▶ _The task_
Reproduce every line of the records below, requests included, with each x and y coordinate in the answers multiplied by 2.5 and rounded to the nearest whole number, halves rounded up; leave the requests unchanged. Omit the pictures from your output.

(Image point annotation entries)
..........

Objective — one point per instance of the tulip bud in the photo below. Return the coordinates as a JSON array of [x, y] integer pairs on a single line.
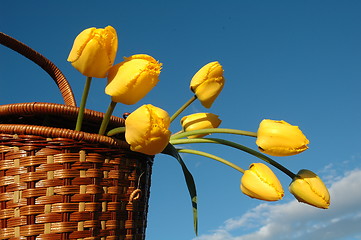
[[132, 79], [94, 51], [261, 183], [279, 138], [307, 187], [208, 83], [199, 121], [146, 130]]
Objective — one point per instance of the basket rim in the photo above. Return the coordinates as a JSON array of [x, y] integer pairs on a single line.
[[52, 132], [54, 109]]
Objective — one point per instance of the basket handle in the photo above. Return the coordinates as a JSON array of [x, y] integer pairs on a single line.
[[44, 63]]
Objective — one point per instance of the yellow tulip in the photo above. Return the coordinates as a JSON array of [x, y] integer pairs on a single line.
[[208, 83], [94, 51], [261, 183], [146, 129], [279, 138], [307, 187], [132, 79], [198, 121]]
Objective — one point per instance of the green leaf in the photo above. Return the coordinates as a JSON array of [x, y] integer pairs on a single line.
[[172, 151]]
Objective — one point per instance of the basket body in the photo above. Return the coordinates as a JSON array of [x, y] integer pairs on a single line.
[[56, 183]]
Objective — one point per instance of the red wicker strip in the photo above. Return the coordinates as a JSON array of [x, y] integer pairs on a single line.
[[44, 63], [71, 193]]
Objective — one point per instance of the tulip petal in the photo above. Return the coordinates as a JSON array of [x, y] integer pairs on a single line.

..........

▶ _Complete response_
Objective — one point per instance of the tulip bud in the photo below. Return the coordinates as a JSON array of [x, y] integer pairs on a single line.
[[330, 198], [235, 128], [653, 458], [698, 345], [768, 468], [520, 208], [498, 303], [365, 325]]
Objective — one point per instance of the basket rim in the photo above. Return the coordinates as a JSON array of [x, y] integer pairs on a single line.
[[130, 330], [135, 273]]
Objective — one point per instance of the basket handle in the photo above. Return the coordinates as a JSON array of [x, y] integer pairs on a single line.
[[110, 158]]
Objective — one point per instance of the yellow tulip in the photo above. Return the coordinates as a JSON array of [x, y] integer pairs on a single line.
[[520, 208], [235, 128], [653, 458], [365, 323], [698, 345], [768, 468], [330, 198], [495, 303]]
Objective — one point per instance of the green leaf in the photo above. Return the coordinates as a JSON array of [x, y] integer pairs on a single line.
[[430, 378]]
Objective — one point per instance of the basket body in the photo above. Return the coordinates as a JSON array of [x, y] integer pairs on a single line.
[[140, 458]]
Objective — one point per instance of the red wicker strip in the photo above. Return the coordinates as a JSON array of [x, y] integer pairs on a single line.
[[110, 158], [178, 483]]
Objective — one point per instance of the tulip petal in the photo above. Return the coordinates as a JSON array of [x, y] integer pairs on a single line.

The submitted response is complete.